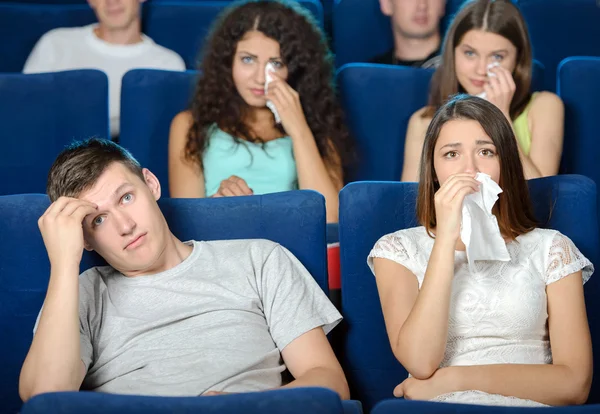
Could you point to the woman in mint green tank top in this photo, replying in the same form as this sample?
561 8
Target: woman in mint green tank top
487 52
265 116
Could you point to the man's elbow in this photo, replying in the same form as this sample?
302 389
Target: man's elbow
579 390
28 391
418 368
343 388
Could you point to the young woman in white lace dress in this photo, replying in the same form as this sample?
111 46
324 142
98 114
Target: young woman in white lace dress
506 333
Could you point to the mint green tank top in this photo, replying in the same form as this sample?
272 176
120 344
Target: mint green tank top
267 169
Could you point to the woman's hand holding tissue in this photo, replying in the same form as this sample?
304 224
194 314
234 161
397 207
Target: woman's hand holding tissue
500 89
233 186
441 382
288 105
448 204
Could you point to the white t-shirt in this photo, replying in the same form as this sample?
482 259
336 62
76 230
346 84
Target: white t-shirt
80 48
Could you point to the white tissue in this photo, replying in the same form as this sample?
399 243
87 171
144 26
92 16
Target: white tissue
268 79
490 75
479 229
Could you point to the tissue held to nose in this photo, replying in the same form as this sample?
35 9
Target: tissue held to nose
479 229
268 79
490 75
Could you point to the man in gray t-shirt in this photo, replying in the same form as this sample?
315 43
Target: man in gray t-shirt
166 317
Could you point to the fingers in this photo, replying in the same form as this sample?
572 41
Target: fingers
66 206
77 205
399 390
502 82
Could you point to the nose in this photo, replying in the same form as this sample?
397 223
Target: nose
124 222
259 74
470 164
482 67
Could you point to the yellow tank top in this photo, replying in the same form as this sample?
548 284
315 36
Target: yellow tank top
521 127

* * *

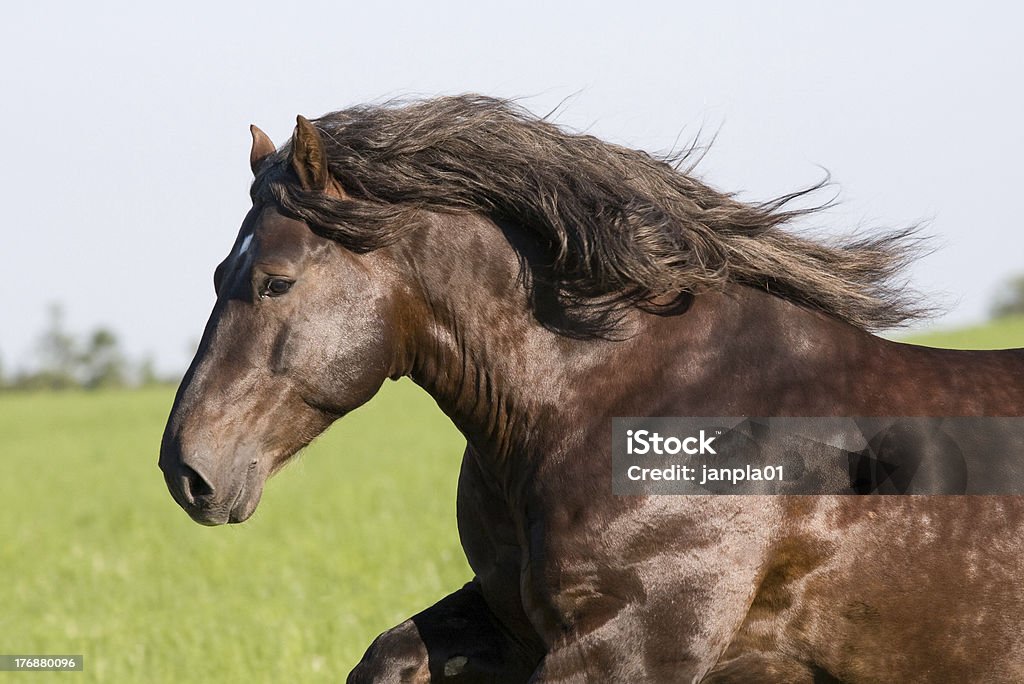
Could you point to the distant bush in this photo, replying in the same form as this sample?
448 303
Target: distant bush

Task requirements = Note each line of the material holding "bush" and copy it out.

Solution to the exercise =
Could you point to the distant bush in this photo, replying in the same form as this sample?
Target: distant bush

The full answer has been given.